SOURCE MATERIAL Block Start
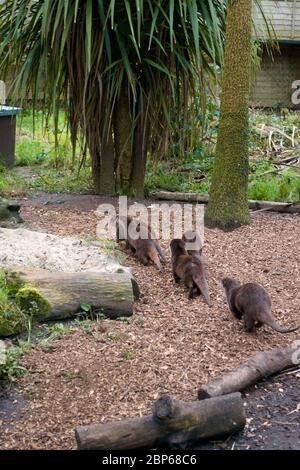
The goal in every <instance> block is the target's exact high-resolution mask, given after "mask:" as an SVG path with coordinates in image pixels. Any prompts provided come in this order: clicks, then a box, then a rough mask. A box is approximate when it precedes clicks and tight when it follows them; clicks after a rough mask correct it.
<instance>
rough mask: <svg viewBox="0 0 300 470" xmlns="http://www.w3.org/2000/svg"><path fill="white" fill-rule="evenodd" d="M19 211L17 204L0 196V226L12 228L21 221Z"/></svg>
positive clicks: (20, 217)
mask: <svg viewBox="0 0 300 470" xmlns="http://www.w3.org/2000/svg"><path fill="white" fill-rule="evenodd" d="M19 211H20V206H19V204H16V203H15V202H14V201H8V200H7V199H3V198H2V197H0V227H5V228H13V227H17V226H18V224H21V223H23V222H24V221H23V219H22V218H21V216H20V214H19Z"/></svg>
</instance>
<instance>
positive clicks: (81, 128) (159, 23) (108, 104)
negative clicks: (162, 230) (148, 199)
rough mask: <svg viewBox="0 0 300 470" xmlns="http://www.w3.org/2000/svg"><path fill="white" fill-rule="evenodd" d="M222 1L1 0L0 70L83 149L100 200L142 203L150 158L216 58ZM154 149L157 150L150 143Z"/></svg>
mask: <svg viewBox="0 0 300 470" xmlns="http://www.w3.org/2000/svg"><path fill="white" fill-rule="evenodd" d="M225 6H226V2H224V1H221V0H176V1H175V0H168V1H167V0H146V1H144V0H135V1H131V0H110V1H103V0H81V1H79V0H72V1H69V0H53V1H49V0H7V1H6V3H5V4H4V5H2V6H1V7H0V70H1V74H2V75H3V76H4V78H5V77H6V76H7V75H8V74H10V73H11V71H12V70H13V73H14V75H15V80H14V82H13V90H14V93H15V96H18V97H19V98H20V97H21V98H24V97H25V96H26V95H27V94H28V93H31V94H32V96H33V104H34V107H37V106H38V105H40V101H41V100H40V98H41V96H40V91H41V89H42V90H43V99H42V102H43V106H44V108H45V109H46V110H47V112H48V114H49V115H53V116H54V123H55V126H56V128H57V125H58V112H59V110H60V109H61V107H63V108H64V109H65V111H66V115H67V117H68V119H69V122H70V128H71V138H72V143H73V145H74V148H75V145H76V142H77V140H78V137H80V139H81V141H82V142H84V143H85V144H86V145H85V147H84V148H86V147H87V148H88V150H89V153H90V156H91V161H92V171H93V179H94V186H95V190H96V192H97V193H102V194H109V193H114V192H115V191H116V190H119V191H120V192H123V193H131V194H135V195H137V196H141V195H142V193H143V182H144V175H145V163H146V155H147V151H148V150H149V148H150V139H151V143H152V145H151V148H152V149H153V148H154V147H155V149H156V151H160V149H161V148H162V145H161V144H162V143H163V142H166V136H168V129H169V125H170V123H171V120H172V119H173V118H174V116H176V110H177V114H179V113H180V114H182V115H184V112H185V110H186V109H187V107H188V103H189V100H190V97H191V96H192V95H193V93H194V91H195V89H196V87H197V88H198V89H199V88H200V92H201V93H202V96H203V98H204V96H205V91H206V90H205V86H206V76H207V75H208V74H213V73H214V70H215V64H220V63H221V61H222V51H223V31H224V21H225ZM153 143H154V144H155V145H153Z"/></svg>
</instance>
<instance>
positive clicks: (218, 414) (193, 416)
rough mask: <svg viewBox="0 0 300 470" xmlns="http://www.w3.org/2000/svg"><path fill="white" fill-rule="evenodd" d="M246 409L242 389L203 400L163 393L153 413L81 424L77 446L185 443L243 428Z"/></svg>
mask: <svg viewBox="0 0 300 470" xmlns="http://www.w3.org/2000/svg"><path fill="white" fill-rule="evenodd" d="M245 423H246V418H245V411H244V407H243V403H242V400H241V395H240V394H239V393H234V394H231V395H226V397H217V398H212V399H211V400H205V401H203V402H197V401H196V402H183V401H179V400H175V399H174V398H173V397H170V396H163V397H162V398H160V399H159V400H158V401H157V402H156V403H154V406H153V414H152V415H150V416H146V417H142V418H133V419H127V420H124V421H116V422H114V423H107V424H96V425H91V426H82V427H80V428H78V429H76V431H75V436H76V440H77V445H78V449H101V450H104V449H105V450H108V449H109V450H114V449H118V450H125V449H138V448H154V447H156V446H158V445H162V444H169V445H172V446H176V447H181V448H182V447H184V448H185V447H186V446H187V445H190V444H191V443H193V442H196V441H199V440H200V439H208V438H210V437H216V436H222V435H226V434H232V433H233V432H236V431H239V430H241V429H243V427H244V426H245Z"/></svg>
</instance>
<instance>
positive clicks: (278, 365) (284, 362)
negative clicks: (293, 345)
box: [198, 346, 300, 400]
mask: <svg viewBox="0 0 300 470" xmlns="http://www.w3.org/2000/svg"><path fill="white" fill-rule="evenodd" d="M294 354H295V355H296V354H297V347H296V346H294V347H293V346H290V347H287V348H275V349H272V350H271V351H266V352H260V353H258V354H256V355H255V356H253V357H251V358H250V359H249V360H248V361H246V362H244V363H243V364H241V365H240V366H239V367H237V369H235V370H233V371H232V372H229V373H228V374H225V375H223V376H222V377H219V378H218V379H216V380H213V381H212V382H210V383H209V384H208V385H202V386H201V388H200V389H199V391H198V400H203V399H206V398H211V397H217V396H220V395H226V394H227V393H233V392H240V391H241V390H243V389H244V388H246V387H248V386H249V385H253V384H255V383H256V382H258V381H259V380H261V379H262V378H264V377H268V376H269V375H273V374H276V373H277V372H280V371H282V370H284V369H287V368H289V367H293V366H295V365H296V364H297V363H299V362H297V358H296V357H294ZM299 357H300V354H299V353H298V358H299Z"/></svg>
SOURCE MATERIAL Block End
WHAT THE TASK REQUIRES: Locate the word "negative" in the records above, and return each line that has it.

EXERCISE SOLUTION:
negative clicks: (162, 230) (148, 199)
negative clicks: (293, 345)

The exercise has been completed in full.